▶ **Text to read**
════════════════

The present times, which are so happily characterized by religious exertion, render this duty highly needful. It is no uncommon thing to hear excellent people complain, that their whole time is nearly divided between their own jobs and the claims of multiplying religious societies; thus leaving little or no leisure for the important duty of Christian retirement. Hence, spirituality of mind is much injured from the constant bustle in which some benevolent people live. They have frequent cause to join in the lamentation of the Spouse in the Canticles: "They made me a keeper of vineyards; but mine own vineyard have I not kept."
The increase of valuable institutions, formed for the purpose of extending the kingdom of Christ throughout the earth, calls for perpetual gratitude to God, who thus designs to bless our favored island with the light of his truth, and to stir up his faithful servants to those interesting labors of love. But it never was the design of Infinite Wisdom, that one duty should extirpate another. As every thing is beautiful in its season, so there is a time for every thing. The art of accomplishing much, consists in giving to every duty its proper place, time, and quantity.
Here much wisdom is required; yet by prayer, watchfulness, and self-denial, much practical knowledge may be attained. When we seldom retire for holy converse with God, is there not great reason to suspect some latent, though perhaps unconscious repugnance to the more silent, unobtrusive offices of secret devotion? Some people grow almost melancholy if much alone. This surely betrays a defect either in the constitution or the heart. Absolute solitude is decidedly injurious; since He who made us has declared, that "it is not good that man should be alone." But occasional retirement, for the delightful purpose of holding converse with the Savior, greatly refreshes the spiritual faculties, just as rest from bodily labor recruits the wasted powers of our animal frame.

════════════════

▶ **Given data**
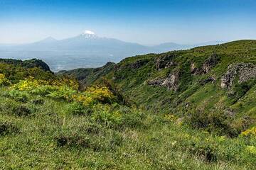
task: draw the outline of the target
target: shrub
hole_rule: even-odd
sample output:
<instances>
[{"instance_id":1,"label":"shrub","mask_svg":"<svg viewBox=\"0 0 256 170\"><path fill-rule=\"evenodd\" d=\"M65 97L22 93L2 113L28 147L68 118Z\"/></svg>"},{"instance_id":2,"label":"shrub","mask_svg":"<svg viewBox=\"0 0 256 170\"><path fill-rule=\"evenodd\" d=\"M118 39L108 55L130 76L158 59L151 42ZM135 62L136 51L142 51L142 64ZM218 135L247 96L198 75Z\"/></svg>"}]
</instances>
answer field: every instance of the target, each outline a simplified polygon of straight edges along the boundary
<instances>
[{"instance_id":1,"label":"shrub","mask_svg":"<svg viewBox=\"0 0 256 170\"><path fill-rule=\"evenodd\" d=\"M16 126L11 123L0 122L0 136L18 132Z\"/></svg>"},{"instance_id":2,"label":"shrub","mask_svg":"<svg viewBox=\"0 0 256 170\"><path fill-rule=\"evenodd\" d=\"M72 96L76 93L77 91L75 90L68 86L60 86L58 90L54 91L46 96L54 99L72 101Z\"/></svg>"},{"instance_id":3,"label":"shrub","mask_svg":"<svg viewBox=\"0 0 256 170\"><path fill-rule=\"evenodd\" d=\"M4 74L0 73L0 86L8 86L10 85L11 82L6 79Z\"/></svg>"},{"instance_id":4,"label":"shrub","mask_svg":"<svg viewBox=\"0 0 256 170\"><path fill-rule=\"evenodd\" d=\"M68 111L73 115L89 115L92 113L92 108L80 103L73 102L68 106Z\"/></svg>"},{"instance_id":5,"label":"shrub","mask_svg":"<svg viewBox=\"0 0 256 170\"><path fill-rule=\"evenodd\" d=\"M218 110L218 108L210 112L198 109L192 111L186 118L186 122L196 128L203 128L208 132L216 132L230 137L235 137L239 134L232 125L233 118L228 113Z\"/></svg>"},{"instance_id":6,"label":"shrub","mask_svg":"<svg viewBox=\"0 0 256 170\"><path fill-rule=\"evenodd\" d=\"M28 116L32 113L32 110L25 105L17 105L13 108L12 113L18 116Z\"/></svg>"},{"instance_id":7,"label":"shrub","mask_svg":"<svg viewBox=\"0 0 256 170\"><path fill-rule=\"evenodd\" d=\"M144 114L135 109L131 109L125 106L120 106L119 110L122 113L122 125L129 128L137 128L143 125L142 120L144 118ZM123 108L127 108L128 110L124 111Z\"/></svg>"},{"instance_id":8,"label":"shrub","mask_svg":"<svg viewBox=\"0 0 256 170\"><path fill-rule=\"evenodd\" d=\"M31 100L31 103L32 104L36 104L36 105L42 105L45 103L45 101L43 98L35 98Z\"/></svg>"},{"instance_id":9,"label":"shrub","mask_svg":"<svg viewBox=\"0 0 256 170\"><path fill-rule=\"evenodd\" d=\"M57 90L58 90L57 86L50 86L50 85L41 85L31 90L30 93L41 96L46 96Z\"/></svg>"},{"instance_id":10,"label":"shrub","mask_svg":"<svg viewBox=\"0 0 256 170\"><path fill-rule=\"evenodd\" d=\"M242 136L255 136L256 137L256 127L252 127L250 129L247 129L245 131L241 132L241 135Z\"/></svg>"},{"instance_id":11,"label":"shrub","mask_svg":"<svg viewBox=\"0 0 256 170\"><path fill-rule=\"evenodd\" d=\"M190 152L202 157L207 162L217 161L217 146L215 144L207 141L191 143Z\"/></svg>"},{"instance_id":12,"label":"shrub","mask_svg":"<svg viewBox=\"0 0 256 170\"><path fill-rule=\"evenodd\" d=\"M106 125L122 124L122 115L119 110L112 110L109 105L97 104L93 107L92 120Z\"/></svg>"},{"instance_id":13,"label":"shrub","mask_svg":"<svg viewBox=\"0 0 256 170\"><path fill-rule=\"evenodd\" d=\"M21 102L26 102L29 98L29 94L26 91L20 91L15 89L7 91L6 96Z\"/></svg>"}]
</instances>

════════════════

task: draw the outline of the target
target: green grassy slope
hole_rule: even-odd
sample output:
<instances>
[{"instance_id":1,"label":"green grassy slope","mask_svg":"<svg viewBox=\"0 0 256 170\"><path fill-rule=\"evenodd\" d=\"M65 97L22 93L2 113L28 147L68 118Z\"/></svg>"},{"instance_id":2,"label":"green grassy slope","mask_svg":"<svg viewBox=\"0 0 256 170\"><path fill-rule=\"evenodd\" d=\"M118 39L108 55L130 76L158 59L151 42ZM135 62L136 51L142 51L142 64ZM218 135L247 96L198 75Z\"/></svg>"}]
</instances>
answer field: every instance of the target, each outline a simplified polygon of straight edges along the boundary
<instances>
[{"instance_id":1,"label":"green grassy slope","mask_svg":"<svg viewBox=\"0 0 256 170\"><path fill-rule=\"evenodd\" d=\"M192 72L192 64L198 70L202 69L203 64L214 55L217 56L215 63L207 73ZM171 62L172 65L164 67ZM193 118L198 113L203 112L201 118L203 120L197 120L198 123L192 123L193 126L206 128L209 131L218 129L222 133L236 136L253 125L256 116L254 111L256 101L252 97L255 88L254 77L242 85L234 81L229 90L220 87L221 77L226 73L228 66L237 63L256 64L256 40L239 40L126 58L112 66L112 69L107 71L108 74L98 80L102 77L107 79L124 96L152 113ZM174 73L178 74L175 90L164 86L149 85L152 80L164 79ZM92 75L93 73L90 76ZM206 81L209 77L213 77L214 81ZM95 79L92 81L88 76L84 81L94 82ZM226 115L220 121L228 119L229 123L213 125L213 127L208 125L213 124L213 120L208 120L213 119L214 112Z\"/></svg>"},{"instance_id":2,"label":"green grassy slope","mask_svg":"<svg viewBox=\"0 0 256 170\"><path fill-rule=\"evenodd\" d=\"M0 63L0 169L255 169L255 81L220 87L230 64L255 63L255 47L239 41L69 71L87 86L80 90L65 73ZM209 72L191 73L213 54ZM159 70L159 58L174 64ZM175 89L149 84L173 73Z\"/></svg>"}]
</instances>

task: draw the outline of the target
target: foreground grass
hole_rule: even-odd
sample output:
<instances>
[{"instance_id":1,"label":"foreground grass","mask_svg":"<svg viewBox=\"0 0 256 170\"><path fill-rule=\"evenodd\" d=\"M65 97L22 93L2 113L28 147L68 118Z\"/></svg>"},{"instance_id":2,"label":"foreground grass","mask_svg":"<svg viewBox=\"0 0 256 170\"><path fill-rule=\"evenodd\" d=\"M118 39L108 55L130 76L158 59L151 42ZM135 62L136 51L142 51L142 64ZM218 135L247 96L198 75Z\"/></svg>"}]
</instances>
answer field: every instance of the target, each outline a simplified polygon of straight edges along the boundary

════════════════

▶ **Stated problem A**
According to the passage on Christian retirement, by what means may much practical knowledge be attained? List them all.
▶ **Stated problem B**
In the passage on Christian retirement, whose lamentation in the Canticles are busy benevolent people said to have frequent cause to join?
Answer from the passage on Christian retirement alone.

▶ **Correct output A**
Prayer, watchfulness, and self-denial.

▶ **Correct output B**
The Spouse's.